**Your objective:** Count the lines in the listing below that contain the word "water" and report that number alone.

**Extracted entries:**
--------------------
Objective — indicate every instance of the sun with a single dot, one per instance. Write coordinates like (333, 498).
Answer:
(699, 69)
--------------------
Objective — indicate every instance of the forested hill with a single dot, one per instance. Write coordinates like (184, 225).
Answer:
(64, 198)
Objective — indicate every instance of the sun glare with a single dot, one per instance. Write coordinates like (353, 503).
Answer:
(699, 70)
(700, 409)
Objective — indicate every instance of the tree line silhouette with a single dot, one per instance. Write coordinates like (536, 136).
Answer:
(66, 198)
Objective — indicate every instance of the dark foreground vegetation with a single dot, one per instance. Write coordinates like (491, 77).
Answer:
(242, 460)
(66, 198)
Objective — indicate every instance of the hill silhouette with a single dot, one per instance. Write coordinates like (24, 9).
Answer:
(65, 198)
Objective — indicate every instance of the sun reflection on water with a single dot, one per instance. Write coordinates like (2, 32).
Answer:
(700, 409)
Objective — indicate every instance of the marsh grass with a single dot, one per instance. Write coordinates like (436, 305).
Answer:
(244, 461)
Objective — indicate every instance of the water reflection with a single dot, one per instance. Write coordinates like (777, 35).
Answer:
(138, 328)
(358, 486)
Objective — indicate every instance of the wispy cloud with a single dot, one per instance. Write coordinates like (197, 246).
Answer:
--------------------
**Reply:** 2